--- begin Input material ---
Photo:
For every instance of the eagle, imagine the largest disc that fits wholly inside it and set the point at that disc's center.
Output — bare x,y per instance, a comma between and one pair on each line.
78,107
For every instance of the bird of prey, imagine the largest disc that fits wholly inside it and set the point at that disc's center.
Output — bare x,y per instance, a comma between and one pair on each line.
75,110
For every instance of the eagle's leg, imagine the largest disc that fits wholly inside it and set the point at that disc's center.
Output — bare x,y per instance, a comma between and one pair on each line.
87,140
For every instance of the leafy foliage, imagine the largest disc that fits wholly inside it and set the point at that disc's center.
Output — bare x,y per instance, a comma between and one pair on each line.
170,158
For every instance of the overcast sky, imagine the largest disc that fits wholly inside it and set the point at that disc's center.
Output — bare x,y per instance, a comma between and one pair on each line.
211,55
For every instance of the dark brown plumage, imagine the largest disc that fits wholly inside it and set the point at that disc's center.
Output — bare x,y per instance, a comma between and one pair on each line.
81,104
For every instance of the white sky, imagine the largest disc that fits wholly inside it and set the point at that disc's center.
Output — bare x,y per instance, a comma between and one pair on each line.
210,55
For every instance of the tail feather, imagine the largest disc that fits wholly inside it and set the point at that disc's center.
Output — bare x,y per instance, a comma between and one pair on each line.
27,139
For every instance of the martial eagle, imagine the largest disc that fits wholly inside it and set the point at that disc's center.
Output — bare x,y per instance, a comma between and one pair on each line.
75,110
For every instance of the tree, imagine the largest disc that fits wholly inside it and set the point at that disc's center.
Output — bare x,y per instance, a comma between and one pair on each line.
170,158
--- end Input material ---
_Exercise description_
Copy every item above word for word, keeping each line as it appears.

_Expected answer_
Photo:
For every instance of the eagle, imagine the largest disc that fits wholly inside it and set the point at that disc's center.
Output — bare x,y per instance, a comma between and one pair on each line.
78,107
For every instance of the bird of prey, imagine the largest disc that fits wholly inside it and set the point at that disc's center.
Output — bare x,y per instance, a comma between and one pair on each line.
75,110
For every instance of the eagle's leg, imagine the largest disc that fits wholly inside it and set the point at that disc's center.
Output — bare x,y per instance, a comma between and one pair on each line.
87,140
For every instance of the leafy foliage, imagine the largest disc that fits wholly inside it and set the point at that disc's center.
Output — bare x,y per instance, a comma between and one pair on each line.
170,158
For every instance of the overcast sky, imagine the largest disc that fits wholly inside it and set the point at that disc's center.
Output — bare x,y per instance, a comma between and one pair on each line.
211,55
For every instance of the dark brown plumage, imagine the largest disc that fits wholly inside it and set the point at that disc's center.
Output — bare x,y per instance, a comma between and one pair on each line.
81,104
For every instance of the white sky, imagine the largest disc that fits wholly inside it and set the point at that disc's center.
Output — bare x,y per instance, a comma between and one pair on each line.
210,55
For every instance of the tail feather, imagine the largest disc that fits wholly inside it and set the point at that disc's center.
Output — bare x,y per instance, a comma between and one pair on each line.
27,139
For every instance of the martial eagle, imagine the largest disc that fits wholly inside it and set the point at that disc's center.
Output — bare x,y per instance, a comma between and one pair on each line.
75,110
For every instance of the tree, imagine the largest disc that fits wholly inside it and set the point at that disc's center.
Output — bare x,y per instance, a comma between and one pair on each line.
170,158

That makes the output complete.